This, of course, severely limits the extent to which any kind of analysis of male-female sex ratios can be carried out using this dataset but unlike the problems of confounding, which are inherent in the data itself, the problems here seem most likely to stem from rank incompetence in framing the questions put the ONS when requesting the dataset, unless it turns out that the ONS has deliberately chosen interpret those questions in the most obtuse manner possible in order to screw the Indie over, which has been known to happen with other agencies – one of the the councils I contacted for data on the absurd DWP ‘lie detector’ tried that on with me – but is not something I could imagine the ONS getting up to.

So, if what you were expecting from this article is the usual shedload of graphs and figures demonstrating the flaws in the Indie’s analysis of the data it got from the ONS then you’re going to be disappointed because, after looking closely at the data and running a few numbers from what little there is than can actually be worked with it is entirely apparent that it is simply not possible to extrapolate anything that might remotely resemble a valid assessment of the male-female sex ratios at birth for any of the populations or population sub groups for which data can be extracted from the dataset without putting in several weeks, if not months of detailed research just to try and unpick the numerous potential sources of bias and confounding in the dataset and arrive at any kind of reasonable set of statistical controls that might allow me to correct the data for any of these potential sources of error.

Records of labeled points
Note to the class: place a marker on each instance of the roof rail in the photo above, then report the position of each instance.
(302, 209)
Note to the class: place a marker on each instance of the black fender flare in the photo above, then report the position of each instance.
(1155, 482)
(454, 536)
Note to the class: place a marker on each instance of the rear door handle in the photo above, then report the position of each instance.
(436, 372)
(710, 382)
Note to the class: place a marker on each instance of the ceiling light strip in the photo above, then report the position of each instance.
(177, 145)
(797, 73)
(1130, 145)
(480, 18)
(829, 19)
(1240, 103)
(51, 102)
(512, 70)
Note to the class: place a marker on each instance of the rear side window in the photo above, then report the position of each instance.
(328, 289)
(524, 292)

(TASK DESCRIPTION): Pick up the passage about the ONS birth sex-ratio dataset after its last sentence and continue it. The records have no connection to the passage about the ONS sex-ratio dataset.

(THE OUTPUT):
What we have here is nothing more than a classic case of garbage in producing, in the case of the Indie’s article, garbage out but one thing that I can say with near absolute certainty here is that, based on this dataset, the Indie’s assertion that there are only two plausible explanations for the anomalies it thinks it’s found and that, in several cases there are anomalies that are only explicable in terms of sex selective abortion is complete and utter rubbish. In fact, easily the most puzzling statement in the entire article is this one in which makes claims about anomalies being found is sex ratios that apparently persisted across all family sizes:

The latter phenomenon might explain most of the gender imbalances we observed in two-child families, said Christoforos Anagnostopoulos, a lecturer in statistics at Imperial College London. However, it could not explain some sex-ratio anomalies that persisted across families of all sizes, notably for mothers who were born in Pakistan, Bangladesh and Afghanistan.

But, as I’ve just pointed out, it is simply no possible, using the Indie’s dataset, to calculate anything approaching an accurate male-female sex ratio for dependent children in families of any size other than those with two children because the breakdowns by sex for other families sizes in the data set are either entirely missing or incomplete and include ambiguous data which means that it not possible to calculate the exact number of male and female children covered by those elements of the dataset.

Having said that, and for the avoidance of any doubt, I must stress as a matter of personal opinion that I think it highly unlikely, if not impossible, that the professional statistician named in the first sentence of that paragraph is responsible for the wholly inaccurate assertions made in the second sentence which I strongly suspect can only be either a reflection of the personal opinion of the journalist whose byline is on the article or an editorial line imposed by the newspaper itself.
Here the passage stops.